• Selected text:
= Pia Casa di Lavoro, Florence =

The Pia Casa di Lavoro di Montedomini is a large complex of buildings in Florence, Italy; the complex took shape in 1812, on the site of two expropriated former monasteries, where the Napoleonic government built a poor-house. The complex is bound by Via dei Malcontenti, Via delle Casine, Via Pietro Thouar and the Viale della Giovine Italia. The complex is located in the quartiere of Santa Croce, east of the city, north of the Arno river, and just within the 16th-century city walls.

==History==
Originally Montedomini referred to a suburb in the east of the city, next to the shores of the Mugnone stream, where the Clarissan nuns had a monastery. It was from this convent that Dante's Piccarda Donati was retrieved for marriage. Destroyed in the Siege of Florence (1529–30), the nuns were relocated by Duke Alessandro de' Medici to this site, inside the walls, where there previously had been a Lazzaretto or leper asylum (1478), called the Spedale degli Ammorbati (Hospital of the Sick). Another monastery entitled Monticelli was sited adjacent to this Montedomini.

In 1810 both monasteries were closed. In 1812, putatively to celebrate the birth of Napoleon's son, the King of Rome, The architect Giuseppe Del Rosso was commissioned to fuse the monasteries into a single complex, renamed initially the Deposito di Mendicità, later after restoration, Pia Casa di Lavoro. The poor house was housing, training, and employing over a thousand young men and women.

• Data supplied:
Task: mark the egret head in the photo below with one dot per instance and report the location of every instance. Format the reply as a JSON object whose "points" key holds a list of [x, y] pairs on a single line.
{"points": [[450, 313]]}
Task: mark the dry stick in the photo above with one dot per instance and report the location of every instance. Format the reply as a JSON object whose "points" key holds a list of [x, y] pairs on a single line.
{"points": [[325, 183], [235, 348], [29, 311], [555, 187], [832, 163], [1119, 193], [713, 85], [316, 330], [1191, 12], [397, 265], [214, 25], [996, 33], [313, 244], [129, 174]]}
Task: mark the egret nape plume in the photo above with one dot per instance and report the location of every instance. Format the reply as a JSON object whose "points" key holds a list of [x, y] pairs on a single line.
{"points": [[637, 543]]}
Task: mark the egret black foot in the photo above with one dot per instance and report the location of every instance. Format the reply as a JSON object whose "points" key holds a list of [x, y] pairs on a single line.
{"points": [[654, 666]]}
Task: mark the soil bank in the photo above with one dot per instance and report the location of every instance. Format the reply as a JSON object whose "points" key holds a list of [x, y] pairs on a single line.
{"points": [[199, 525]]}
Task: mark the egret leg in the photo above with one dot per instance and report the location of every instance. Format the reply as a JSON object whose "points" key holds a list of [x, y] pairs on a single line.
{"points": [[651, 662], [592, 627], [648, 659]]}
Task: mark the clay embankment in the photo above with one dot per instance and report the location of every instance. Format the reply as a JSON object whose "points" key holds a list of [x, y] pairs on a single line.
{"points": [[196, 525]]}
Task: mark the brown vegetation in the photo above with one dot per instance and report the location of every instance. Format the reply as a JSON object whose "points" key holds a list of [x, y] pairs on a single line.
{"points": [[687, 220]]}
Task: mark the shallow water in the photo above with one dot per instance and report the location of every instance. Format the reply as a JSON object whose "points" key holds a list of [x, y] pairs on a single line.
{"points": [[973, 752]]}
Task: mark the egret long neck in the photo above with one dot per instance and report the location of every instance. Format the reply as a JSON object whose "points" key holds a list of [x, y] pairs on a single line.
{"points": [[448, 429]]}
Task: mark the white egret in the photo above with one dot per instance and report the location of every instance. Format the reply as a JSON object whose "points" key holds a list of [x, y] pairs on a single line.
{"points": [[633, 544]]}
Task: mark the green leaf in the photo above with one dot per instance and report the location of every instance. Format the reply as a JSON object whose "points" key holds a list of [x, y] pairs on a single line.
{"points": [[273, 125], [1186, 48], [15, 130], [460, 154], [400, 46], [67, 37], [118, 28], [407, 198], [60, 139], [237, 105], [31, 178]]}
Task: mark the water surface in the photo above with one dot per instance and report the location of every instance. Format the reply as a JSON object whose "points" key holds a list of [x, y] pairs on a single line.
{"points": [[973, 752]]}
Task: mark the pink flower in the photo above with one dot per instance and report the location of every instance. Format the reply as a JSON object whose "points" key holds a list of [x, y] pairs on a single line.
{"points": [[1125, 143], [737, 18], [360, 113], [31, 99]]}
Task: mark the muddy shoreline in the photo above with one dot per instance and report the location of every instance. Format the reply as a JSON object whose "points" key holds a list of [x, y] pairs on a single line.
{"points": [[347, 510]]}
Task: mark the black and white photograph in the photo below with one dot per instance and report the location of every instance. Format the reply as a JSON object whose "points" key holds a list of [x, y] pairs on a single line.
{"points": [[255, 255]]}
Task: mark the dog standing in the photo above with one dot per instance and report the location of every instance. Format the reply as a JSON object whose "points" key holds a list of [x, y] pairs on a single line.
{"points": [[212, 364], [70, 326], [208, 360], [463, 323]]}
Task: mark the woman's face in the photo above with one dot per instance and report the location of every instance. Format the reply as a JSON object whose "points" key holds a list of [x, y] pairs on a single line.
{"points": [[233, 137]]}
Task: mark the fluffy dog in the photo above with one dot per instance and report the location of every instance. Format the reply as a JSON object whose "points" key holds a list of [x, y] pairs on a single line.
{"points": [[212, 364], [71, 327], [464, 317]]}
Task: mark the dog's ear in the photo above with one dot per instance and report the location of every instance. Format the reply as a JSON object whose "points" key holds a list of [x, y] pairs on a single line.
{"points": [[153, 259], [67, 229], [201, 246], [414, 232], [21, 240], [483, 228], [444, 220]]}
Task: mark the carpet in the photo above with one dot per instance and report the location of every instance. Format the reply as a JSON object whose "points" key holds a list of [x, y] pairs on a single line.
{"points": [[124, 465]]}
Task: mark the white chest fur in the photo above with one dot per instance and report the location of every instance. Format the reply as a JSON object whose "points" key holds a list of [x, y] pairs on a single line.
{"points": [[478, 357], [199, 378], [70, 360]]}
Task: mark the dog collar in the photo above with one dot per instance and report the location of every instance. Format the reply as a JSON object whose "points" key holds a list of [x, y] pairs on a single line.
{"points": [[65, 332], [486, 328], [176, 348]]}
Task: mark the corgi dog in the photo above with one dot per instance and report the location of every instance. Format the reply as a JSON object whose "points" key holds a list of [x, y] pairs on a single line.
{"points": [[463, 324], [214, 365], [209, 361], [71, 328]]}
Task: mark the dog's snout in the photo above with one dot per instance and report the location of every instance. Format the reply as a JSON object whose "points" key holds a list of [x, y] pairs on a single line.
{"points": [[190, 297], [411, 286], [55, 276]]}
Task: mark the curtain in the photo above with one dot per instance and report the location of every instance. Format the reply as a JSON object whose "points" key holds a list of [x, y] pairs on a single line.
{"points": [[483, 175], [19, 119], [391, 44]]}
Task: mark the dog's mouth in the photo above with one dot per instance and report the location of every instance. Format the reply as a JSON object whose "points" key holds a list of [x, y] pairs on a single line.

• Work instructions:
1) Answer these from the text on the Pia Casa di Lavoro:
(a) Which four streets bound the complex?
(b) What had stood on the site inside the walls before Duke Alessandro de' Medici moved the nuns there?
(c) Which architect was commissioned in 1812 to fuse the monasteries into a single complex?
2) Carry on the text about the Pia Casa di Lavoro from the point where it stops.

• Responses for each task:
1)
(a) Via dei Malcontenti, Via delle Casine, Via Pietro Thouar and the Viale della Giovine Italia.
(b) A Lazzaretto, or leper asylum (1478), called the Spedale degli Ammorbati (Hospital of the Sick).
(c) Giuseppe Del Rosso.

2)
By 1817 the population included 1054 males and 954 females. By 1840, the census had fallen to less than a thousand, only to increase when in 1840, laws against begging were enforced. By 1849, the population rose to about 1300.

In 1868 the rules of the Pia Casa di Lavoro were revised and it became the largest charitable institution in Florence, offering shelter to over 1000 persons of all ages and both sexes. The boys were taught a trade, while girls learned to embroider and sew, or learn how to become house-maids. The shelter maintained a monastic-like cloistering, preventing outsiders from visiting without a special permission from the Director. Among the trades taught to boys in 1848 were mechanic, carriage worker, varnisher/painter (verniciatore), blacksmith, cobbler, typographer, and engraver/wood carver.

In 1848, a eulogy of the former director, Pietro Thouar, described the director of the institution as having a goal of to guide towards great works, the multitude of young girls and children strapped to the crossroads, the old beggars, the vagrants subtracted from idleness, crime, and misery. The director was described as heeding in his time the word of an apostle, that steeled him to loving hand that guided him and raised him out of degradation.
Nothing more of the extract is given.